Switch each "instance" in the rows below to "occurrence" and give all the rows again with nothing else changed.

## LISTED ENTRIES
____________

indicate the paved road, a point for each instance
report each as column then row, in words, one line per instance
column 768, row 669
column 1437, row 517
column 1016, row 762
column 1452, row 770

____________

## PROBLEM SOLUTION
indicate the paved road, a point for each occurrence
report each as column then row, in words, one line per occurrence
column 768, row 669
column 1437, row 517
column 1016, row 762
column 1452, row 770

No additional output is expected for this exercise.